:: Extrait

Rejet d’une marque figurative - Motif de surface - Caractère distinctif (non) - Aspect des produits - Normes du secteur - Droit de l'UE - Fonction d'indication d'origine - Public pertinent - Acquisition du caractère distinctif par l'usage (non) - Sondage
Le signe en cause, composé de lignes ondulées entrecroisées de façon répétée et positionnées de manière telle qu'elles laissent apparaître une succession infinie et régulière de motifs identiques, sans délimitation quant à son contour, sera appréhendé par le public moyen dont le niveau d'attention est peu élevé, ou même par un consommateur plus avisé, comme un simple motif de surface qui se confond avec l'aspect des produits désignés (articles chaussants notamment orthopédiques, produits de la maroquinerie, articles d’habillement…) et non comme une indication d'origine commerciale particulière.
Par ailleurs, la preuve de l’acquisition du caractère distinctif par l’usage ne peut être apportée par un sondage dont seuls quelques extraits sont versés et qui rendent impossible la vérification des conditions dans lesquelles les personnes ont été interrogées et la manière dont elles ont été sélectionnées.
Cour d’appel de Paris, pôle 5, 2e ch., 8 janvier 2021, 19/14730 (M20210001)
Birkenstock Sales GmbH c. INPI et al.
(Rejet recours c. décision INPI, 20 mai 2019)
En l’espèce, l’INPI avait refusé partiellement la protection en France de l’enregistrement international n° 1 132 742 portant sur le signe figuratif ci-dessus reproduit, pour un certain nombre de produits, notamment des articles de maroquinerie, tels que sacs, valises, porte-monnaie, parapluie…, des articles d’habillement et des articles chaussants (y compris les articles chaussants orthopédiques relevant de la classe 10).
L'Institut considérait en effet que le signe en cause représentait un motif de surface qui ne divergeait pas suffisamment de la norme et des habitudes du secteur pour permettre au consommateur de le percevoir comme une indication de l’origine commerciale des produits visés. En outre, il estimait que les quelques extraits d’un sondage que la société déposante avait versés au cours de la procédure d’examen, ne suffisaient pas à démontrer que le signe aurait acquis un caractère distinctif par l’usage.

::::
:: Enregistrements fournis

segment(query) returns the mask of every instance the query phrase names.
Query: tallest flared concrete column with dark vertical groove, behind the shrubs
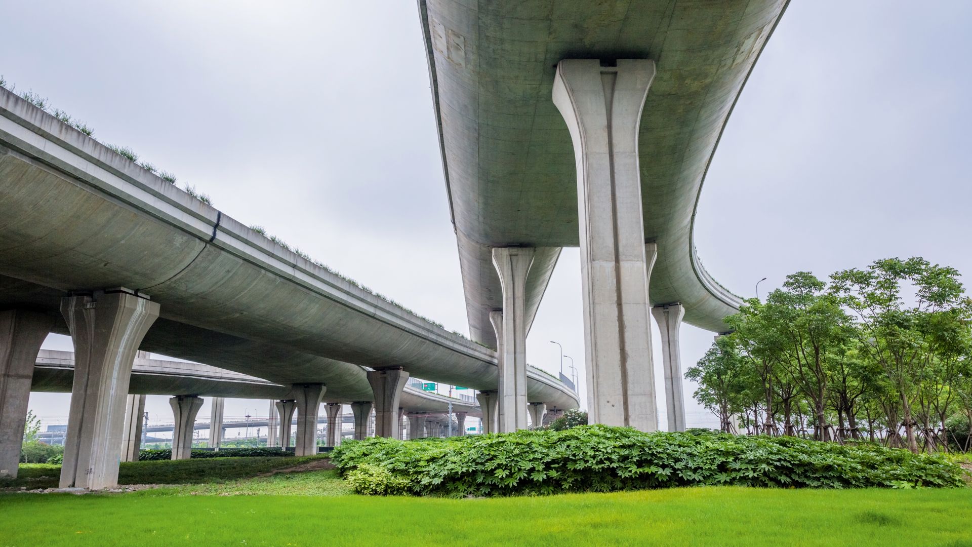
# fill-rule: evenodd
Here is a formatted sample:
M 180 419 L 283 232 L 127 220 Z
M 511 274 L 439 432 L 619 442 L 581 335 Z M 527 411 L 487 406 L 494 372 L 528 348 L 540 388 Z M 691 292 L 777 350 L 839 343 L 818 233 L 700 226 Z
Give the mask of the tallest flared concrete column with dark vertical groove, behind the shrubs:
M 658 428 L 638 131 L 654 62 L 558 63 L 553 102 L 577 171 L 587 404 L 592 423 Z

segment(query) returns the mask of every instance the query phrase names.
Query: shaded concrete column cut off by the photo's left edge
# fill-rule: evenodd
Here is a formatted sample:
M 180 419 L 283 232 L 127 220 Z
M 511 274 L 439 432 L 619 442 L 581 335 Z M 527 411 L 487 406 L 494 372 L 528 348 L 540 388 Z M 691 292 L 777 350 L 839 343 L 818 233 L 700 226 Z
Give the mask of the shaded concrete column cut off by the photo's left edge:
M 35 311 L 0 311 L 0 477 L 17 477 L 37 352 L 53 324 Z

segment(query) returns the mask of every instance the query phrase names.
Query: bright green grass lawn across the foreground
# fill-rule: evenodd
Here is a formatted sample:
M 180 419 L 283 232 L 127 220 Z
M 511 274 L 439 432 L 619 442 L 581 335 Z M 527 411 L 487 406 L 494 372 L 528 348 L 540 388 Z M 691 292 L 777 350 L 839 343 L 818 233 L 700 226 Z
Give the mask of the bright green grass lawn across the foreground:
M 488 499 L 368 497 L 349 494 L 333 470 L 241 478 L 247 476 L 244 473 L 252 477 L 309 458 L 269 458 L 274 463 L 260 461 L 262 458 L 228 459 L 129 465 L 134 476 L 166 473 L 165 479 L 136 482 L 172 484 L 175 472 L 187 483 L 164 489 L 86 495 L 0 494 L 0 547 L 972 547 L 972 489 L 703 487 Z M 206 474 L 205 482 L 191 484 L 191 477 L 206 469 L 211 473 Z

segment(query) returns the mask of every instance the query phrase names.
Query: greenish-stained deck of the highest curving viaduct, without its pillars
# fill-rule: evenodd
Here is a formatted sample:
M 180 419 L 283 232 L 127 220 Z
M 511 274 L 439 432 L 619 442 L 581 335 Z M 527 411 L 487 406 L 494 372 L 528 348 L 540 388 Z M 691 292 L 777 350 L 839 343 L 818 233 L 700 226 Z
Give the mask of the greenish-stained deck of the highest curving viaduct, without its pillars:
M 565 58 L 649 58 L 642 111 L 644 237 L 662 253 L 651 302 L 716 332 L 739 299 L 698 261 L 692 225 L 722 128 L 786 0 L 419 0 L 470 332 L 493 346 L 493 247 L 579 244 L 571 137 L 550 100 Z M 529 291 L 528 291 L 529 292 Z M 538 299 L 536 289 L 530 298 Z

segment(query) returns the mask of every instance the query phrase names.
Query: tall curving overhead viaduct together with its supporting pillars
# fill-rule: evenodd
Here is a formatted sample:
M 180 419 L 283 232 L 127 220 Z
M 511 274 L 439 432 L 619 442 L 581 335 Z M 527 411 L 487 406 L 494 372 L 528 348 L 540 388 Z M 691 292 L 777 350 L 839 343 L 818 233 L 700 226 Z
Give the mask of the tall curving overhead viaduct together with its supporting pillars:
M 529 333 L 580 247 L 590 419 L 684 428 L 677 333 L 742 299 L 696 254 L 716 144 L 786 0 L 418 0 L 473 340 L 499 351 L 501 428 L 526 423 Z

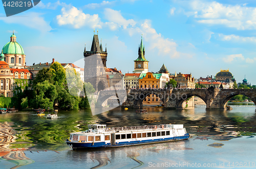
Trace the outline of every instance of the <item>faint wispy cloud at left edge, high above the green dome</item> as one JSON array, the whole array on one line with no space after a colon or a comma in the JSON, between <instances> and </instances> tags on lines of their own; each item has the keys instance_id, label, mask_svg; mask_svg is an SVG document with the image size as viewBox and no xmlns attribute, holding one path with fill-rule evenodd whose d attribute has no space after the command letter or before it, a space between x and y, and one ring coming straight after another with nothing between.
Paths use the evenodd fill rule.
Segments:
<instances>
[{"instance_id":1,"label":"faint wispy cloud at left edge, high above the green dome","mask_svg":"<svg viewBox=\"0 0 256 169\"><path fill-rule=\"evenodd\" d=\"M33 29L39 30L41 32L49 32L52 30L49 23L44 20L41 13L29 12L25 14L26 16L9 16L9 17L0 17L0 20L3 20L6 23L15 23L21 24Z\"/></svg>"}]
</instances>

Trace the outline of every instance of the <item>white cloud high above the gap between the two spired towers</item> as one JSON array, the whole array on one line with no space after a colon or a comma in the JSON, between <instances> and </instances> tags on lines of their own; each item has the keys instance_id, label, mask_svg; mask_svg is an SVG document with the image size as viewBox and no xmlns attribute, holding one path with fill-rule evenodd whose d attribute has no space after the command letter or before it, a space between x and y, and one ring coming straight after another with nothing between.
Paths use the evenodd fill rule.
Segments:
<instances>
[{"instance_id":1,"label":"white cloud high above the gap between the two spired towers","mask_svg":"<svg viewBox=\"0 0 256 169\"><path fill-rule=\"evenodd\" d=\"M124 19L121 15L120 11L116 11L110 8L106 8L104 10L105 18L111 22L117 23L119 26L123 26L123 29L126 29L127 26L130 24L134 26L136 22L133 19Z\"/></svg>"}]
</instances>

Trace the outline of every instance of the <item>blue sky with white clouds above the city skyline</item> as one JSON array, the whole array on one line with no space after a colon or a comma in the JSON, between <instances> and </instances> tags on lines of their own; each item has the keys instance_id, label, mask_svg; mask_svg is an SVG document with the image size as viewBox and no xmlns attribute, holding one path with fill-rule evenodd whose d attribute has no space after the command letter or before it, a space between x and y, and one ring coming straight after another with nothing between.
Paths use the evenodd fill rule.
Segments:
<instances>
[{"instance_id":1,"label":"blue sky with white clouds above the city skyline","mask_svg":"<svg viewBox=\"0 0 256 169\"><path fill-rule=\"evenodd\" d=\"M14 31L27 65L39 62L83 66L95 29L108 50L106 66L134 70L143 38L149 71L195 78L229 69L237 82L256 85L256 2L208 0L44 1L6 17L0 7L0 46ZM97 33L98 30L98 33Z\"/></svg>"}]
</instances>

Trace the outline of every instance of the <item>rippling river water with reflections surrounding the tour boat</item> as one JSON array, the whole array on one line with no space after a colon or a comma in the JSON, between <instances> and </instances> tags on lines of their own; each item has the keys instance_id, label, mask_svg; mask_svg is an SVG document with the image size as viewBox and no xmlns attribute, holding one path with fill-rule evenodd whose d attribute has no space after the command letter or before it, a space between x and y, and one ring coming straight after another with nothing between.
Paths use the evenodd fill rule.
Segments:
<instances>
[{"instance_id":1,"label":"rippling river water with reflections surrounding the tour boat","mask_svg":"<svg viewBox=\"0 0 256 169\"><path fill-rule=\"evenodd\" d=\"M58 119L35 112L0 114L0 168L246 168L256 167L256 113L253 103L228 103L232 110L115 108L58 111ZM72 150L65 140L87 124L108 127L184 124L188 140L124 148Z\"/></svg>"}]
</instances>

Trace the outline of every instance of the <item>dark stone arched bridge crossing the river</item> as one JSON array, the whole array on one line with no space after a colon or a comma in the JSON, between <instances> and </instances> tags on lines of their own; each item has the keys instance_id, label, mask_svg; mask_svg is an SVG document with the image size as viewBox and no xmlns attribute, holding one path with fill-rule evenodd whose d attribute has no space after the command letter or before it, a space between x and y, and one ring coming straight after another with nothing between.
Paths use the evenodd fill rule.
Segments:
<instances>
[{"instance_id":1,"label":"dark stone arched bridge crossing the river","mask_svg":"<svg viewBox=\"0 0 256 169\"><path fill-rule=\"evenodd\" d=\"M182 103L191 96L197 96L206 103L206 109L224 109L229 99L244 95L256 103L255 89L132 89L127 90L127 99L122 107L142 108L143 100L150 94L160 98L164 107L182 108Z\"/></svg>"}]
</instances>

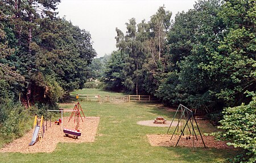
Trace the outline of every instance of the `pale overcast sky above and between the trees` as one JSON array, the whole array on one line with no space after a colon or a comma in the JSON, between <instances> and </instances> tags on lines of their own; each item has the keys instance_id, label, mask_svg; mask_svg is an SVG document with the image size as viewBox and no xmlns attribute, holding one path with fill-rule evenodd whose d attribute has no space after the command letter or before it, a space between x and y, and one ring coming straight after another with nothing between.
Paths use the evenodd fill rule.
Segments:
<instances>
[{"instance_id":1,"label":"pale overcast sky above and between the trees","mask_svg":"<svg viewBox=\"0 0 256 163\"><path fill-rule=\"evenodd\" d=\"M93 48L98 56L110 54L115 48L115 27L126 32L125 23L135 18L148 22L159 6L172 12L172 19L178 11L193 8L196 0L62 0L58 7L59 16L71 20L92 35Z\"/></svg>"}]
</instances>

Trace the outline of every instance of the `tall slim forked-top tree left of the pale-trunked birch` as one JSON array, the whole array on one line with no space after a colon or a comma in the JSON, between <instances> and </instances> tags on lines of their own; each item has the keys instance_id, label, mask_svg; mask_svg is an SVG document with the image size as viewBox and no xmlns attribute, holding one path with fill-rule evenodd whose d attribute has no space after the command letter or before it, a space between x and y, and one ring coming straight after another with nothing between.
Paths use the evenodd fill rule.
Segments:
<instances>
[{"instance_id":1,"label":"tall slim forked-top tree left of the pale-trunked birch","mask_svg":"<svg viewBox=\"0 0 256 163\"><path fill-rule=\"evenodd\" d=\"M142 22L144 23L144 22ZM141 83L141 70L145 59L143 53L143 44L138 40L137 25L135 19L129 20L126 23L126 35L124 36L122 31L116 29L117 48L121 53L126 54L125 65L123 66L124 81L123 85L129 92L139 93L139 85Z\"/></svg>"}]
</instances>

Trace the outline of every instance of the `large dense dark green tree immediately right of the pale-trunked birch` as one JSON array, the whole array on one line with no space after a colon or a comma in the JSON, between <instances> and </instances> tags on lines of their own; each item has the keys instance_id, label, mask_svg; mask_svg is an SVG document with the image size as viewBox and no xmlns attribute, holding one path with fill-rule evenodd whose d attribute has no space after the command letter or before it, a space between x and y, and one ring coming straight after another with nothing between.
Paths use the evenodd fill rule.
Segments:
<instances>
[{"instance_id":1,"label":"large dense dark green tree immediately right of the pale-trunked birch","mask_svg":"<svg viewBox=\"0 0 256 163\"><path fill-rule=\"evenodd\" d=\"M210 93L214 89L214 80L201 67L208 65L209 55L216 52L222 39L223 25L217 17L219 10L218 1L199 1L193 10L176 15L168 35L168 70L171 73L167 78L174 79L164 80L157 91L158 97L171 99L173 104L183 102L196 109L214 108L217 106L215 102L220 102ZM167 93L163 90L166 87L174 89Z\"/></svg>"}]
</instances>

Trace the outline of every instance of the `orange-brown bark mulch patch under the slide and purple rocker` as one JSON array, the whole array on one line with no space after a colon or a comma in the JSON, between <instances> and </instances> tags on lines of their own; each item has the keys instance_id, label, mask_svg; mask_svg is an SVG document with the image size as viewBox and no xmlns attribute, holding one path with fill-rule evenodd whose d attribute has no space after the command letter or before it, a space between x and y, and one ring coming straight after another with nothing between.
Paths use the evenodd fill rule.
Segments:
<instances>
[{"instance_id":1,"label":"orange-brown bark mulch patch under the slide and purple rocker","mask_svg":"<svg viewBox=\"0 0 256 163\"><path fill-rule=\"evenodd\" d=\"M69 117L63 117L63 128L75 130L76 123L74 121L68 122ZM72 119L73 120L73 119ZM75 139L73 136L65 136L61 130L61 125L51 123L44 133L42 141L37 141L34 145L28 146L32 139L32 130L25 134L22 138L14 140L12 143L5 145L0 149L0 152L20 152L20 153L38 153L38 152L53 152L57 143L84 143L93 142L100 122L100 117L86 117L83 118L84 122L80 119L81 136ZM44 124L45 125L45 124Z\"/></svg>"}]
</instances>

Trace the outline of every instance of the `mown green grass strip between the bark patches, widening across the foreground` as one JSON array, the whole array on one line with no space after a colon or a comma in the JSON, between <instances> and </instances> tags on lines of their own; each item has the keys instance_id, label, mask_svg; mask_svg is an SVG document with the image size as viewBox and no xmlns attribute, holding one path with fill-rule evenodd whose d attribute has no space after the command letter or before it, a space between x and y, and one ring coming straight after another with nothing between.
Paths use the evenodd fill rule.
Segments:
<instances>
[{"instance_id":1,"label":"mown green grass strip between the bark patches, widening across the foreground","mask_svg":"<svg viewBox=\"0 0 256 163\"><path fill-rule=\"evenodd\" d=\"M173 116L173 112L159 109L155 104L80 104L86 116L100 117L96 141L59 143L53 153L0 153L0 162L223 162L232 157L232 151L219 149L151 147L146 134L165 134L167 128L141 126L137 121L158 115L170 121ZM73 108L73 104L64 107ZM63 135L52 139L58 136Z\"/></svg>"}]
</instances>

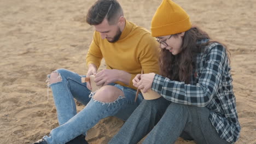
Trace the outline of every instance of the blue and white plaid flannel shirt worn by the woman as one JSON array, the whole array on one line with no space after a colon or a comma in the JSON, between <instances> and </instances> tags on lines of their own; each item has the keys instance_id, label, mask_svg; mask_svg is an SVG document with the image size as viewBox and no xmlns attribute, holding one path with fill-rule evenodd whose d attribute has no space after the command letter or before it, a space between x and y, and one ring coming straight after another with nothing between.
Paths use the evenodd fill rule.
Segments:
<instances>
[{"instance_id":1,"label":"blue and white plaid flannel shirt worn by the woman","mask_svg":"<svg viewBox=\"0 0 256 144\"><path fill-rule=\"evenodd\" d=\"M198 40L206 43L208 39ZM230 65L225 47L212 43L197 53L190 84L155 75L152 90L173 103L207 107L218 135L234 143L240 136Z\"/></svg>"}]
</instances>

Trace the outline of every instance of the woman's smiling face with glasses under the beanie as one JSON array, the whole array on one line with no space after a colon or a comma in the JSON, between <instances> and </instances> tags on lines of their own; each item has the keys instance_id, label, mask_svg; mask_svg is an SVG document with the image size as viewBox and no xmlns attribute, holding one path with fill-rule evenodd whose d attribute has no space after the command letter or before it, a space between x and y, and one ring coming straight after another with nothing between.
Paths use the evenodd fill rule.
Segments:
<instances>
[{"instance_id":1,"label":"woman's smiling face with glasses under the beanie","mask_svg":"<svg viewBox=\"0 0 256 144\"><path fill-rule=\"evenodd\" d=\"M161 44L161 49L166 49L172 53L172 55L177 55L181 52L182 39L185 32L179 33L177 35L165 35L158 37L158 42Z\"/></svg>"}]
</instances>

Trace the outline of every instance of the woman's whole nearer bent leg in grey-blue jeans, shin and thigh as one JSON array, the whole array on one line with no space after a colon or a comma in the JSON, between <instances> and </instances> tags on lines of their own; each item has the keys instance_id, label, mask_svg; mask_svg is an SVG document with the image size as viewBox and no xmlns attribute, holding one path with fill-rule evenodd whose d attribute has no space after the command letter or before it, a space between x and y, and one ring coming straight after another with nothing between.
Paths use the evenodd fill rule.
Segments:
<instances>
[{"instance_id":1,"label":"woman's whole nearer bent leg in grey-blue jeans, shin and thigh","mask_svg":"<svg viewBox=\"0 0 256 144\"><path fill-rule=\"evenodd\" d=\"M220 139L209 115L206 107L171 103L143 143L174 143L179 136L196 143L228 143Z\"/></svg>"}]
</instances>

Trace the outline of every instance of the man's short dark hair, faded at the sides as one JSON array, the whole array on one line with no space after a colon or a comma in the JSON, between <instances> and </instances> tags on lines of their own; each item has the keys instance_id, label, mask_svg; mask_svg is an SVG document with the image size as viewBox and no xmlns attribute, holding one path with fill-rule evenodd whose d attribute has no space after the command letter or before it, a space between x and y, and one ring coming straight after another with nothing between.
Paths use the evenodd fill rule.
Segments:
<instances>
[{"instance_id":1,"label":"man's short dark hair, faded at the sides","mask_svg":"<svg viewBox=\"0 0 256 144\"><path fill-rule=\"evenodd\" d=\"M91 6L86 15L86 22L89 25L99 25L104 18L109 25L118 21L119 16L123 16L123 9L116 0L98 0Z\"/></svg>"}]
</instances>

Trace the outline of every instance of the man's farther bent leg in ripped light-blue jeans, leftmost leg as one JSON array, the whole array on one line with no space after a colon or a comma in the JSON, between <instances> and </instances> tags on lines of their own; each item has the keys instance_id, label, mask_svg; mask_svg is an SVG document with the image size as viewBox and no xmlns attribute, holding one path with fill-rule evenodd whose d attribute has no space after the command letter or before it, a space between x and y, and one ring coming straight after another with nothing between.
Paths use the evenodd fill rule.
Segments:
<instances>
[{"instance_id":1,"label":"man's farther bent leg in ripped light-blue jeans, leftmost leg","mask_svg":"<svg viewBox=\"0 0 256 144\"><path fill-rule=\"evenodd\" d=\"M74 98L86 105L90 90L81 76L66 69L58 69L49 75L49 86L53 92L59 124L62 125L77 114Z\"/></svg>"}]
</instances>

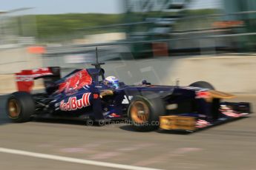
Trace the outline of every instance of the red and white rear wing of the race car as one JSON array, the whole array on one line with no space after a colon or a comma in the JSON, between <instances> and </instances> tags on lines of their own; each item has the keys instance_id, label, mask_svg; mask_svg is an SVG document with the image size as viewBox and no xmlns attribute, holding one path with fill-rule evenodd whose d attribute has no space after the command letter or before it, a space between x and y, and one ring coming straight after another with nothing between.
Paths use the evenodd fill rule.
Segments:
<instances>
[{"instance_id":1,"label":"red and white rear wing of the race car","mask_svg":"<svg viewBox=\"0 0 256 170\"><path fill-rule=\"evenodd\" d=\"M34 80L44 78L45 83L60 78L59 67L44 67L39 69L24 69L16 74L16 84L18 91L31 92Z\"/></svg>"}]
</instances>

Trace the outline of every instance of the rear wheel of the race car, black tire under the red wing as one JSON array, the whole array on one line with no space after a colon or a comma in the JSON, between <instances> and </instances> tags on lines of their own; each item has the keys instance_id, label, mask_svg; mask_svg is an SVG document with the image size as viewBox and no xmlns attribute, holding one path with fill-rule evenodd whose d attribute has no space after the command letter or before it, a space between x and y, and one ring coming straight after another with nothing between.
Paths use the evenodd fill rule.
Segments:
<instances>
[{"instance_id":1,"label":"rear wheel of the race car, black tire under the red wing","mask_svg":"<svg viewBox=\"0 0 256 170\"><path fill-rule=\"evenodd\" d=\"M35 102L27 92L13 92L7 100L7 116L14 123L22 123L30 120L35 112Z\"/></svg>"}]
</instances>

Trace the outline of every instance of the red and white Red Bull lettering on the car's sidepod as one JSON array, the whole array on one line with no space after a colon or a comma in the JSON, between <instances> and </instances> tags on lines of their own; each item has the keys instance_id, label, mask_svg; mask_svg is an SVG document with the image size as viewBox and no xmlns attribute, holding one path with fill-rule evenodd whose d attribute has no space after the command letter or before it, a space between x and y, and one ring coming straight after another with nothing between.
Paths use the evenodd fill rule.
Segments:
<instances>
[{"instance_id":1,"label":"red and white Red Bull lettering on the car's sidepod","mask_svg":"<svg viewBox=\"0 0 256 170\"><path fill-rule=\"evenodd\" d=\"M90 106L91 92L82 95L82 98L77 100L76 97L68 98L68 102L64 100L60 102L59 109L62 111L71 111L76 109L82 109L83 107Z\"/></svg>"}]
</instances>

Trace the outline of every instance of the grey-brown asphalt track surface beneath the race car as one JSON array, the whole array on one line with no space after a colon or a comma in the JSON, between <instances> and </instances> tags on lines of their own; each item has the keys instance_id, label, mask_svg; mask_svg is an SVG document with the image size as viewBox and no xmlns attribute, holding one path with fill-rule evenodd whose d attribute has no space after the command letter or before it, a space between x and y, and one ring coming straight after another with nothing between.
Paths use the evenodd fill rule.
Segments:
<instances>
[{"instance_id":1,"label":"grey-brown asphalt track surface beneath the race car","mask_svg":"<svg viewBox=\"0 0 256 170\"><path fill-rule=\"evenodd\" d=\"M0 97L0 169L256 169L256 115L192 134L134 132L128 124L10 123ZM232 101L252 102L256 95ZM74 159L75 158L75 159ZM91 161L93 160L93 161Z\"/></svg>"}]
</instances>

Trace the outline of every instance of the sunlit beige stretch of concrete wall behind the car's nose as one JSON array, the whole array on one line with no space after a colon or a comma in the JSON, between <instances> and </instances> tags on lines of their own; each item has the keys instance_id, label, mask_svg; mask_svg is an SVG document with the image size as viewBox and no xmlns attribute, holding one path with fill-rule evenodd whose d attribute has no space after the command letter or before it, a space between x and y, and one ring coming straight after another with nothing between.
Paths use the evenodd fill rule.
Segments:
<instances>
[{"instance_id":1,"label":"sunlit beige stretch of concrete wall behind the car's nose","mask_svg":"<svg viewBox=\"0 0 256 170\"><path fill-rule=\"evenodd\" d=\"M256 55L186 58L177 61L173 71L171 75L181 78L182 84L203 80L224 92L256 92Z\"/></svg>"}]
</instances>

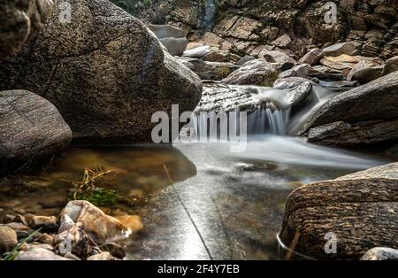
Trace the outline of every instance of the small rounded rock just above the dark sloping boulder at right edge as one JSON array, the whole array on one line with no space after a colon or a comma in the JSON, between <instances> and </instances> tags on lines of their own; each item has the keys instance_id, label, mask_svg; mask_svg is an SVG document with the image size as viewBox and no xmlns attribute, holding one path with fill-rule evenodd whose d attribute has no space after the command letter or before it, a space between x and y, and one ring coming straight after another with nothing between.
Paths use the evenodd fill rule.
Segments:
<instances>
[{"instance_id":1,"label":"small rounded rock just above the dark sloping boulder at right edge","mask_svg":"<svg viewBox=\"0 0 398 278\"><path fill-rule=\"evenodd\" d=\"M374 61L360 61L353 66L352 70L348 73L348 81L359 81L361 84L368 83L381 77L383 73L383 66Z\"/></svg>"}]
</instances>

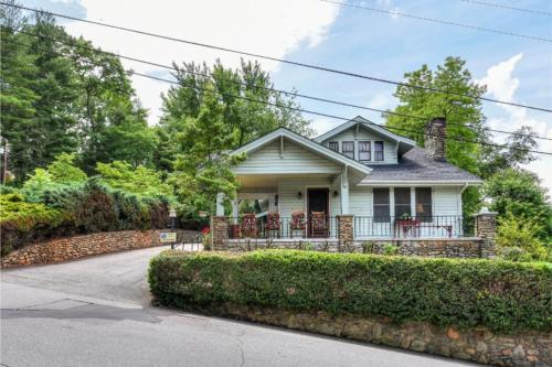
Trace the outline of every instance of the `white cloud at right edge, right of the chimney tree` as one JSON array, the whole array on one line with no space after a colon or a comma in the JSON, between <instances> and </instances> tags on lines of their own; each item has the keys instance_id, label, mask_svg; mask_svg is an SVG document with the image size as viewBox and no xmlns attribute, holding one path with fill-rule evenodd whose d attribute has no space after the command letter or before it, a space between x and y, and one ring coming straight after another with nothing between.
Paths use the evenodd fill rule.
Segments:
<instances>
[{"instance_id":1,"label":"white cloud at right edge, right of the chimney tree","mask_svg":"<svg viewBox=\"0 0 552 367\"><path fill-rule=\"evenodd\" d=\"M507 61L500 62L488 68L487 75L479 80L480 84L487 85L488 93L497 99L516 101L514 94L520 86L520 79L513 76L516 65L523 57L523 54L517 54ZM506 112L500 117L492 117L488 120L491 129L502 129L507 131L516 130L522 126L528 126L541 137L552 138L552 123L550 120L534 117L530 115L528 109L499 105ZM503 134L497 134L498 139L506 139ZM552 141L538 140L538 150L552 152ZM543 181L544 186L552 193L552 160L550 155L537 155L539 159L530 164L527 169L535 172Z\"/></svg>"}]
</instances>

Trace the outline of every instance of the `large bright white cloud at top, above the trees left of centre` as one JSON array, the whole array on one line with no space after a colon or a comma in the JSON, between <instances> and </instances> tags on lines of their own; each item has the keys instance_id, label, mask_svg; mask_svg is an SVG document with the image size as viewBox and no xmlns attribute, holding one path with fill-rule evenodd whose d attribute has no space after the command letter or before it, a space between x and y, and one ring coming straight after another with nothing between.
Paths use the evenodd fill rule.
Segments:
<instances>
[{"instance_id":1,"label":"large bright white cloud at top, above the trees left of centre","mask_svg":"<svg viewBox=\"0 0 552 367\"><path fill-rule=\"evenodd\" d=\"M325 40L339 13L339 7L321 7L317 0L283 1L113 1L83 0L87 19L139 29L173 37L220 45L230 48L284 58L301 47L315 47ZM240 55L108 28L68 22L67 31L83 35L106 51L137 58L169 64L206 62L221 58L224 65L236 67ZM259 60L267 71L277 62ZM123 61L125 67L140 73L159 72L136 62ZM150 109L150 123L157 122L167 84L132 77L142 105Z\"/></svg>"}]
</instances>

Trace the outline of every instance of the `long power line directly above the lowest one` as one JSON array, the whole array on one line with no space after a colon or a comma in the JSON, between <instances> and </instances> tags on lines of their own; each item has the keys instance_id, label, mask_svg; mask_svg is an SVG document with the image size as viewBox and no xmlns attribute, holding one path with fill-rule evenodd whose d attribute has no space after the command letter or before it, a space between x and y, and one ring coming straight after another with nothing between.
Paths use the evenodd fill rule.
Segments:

::::

> [Consignes]:
- A) Dans l'extrait sur la marque Birkenstock, quels articles de maroquinerie sont cités en exemple dans le refus partiel de l'INPI ?
- B) Prolongez l'extrait sur la marque Birkenstock en reprenant après sa dernière phrase.
Les enregistrements n'ont aucun lien avec l'extrait.

> [Réponses par tâche]:
- A) Sacs, valises, porte-monnaie, parapluie.

- B)
Dans son recours formé devant la cour d’appel de Paris, la société requérante fondait une grande partie de son argumentation sur un arrêt rendu par la même cour, le 6 avril 2018, dont elle prétendait qu’il était entièrement transposable au cas d’espèce. Pour rappel, cet arrêt avait annulé une décision de l’INPI ayant rejeté, à tort selon la Cour, l’enregistrement de la marque n° 4 116 654 (ci-dessous reproduite) pour des articles chaussants orthopédiques relevant de la classe 10 et des articles chaussants « classiques » relevant de la classe 25 (CA Paris, pôle 5, 2e ch., 17/01742 ; M20180144, PIBD 2018, 1095, III-381, avec une note).
Dans son arrêt du 8 janvier 2021, la cour de Paris rejette néanmoins le recours de la société déposante, considérant, tout comme l’INPI, que le signe en cause n’est pas apte à distinguer les produits précités de ceux d’autres entreprises et rappelant expressément qu’elle n’est « pas liée par ce précédent [arrêt du 6 avril 2018] qui porte au demeurant sur un signe différent montrant une semelle de chaussure ».
Plusieurs points intéressants sont à relever en matière de protection des marques tridimensionnelles dans cet arrêt.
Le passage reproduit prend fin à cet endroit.